WHAT YOU ARE ASKED TO DO –
Could you repeat the items word for word, starting at the line that contains "pin: the rock face, one" and ending at the final line of the items, with both of those lines included?

-------- STORED ROWS --------

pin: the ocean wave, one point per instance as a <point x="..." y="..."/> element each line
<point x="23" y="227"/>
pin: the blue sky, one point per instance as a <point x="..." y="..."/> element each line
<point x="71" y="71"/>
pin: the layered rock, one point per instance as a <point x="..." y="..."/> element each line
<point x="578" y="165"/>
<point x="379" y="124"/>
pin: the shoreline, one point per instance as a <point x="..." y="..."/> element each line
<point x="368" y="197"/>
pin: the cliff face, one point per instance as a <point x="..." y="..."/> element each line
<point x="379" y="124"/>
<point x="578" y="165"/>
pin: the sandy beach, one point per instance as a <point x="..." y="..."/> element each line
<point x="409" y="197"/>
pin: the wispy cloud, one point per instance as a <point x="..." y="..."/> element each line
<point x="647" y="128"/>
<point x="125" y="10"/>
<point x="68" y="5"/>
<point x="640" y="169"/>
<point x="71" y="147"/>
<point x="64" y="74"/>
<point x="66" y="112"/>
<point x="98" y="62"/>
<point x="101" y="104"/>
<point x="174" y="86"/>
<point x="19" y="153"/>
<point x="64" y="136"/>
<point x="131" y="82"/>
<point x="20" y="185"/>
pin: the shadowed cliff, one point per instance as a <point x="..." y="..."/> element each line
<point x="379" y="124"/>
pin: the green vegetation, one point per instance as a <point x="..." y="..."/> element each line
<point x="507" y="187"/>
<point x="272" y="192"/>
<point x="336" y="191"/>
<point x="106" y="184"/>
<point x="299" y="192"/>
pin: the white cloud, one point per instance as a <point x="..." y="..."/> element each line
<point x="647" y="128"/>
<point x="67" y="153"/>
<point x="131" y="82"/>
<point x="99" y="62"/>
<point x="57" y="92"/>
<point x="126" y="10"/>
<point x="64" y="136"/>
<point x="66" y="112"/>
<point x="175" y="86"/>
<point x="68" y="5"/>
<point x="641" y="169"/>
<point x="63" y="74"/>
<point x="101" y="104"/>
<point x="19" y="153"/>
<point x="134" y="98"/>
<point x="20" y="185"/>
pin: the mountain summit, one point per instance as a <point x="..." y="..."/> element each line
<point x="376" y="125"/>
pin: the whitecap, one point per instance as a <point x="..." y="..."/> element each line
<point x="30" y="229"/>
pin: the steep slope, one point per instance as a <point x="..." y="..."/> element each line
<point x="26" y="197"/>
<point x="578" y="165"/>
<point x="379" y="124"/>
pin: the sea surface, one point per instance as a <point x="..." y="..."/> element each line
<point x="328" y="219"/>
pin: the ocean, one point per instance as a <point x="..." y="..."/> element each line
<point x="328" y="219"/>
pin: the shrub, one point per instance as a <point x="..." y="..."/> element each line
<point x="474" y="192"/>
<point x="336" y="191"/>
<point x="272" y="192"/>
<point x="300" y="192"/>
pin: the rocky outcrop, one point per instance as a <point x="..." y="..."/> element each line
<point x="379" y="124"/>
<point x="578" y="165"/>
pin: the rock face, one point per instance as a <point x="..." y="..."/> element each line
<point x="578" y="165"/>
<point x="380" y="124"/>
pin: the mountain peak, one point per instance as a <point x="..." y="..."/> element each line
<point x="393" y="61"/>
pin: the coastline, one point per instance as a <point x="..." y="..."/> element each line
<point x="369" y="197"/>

--------

THE RESPONSE –
pin: the rock face, one point per instance as a <point x="..." y="..."/> element each line
<point x="578" y="165"/>
<point x="380" y="124"/>
pin: the mountain peak, one point per instance as a <point x="..." y="..."/> element each line
<point x="393" y="61"/>
pin: the coastline, one point per instance as a <point x="..." y="..."/> element each line
<point x="369" y="197"/>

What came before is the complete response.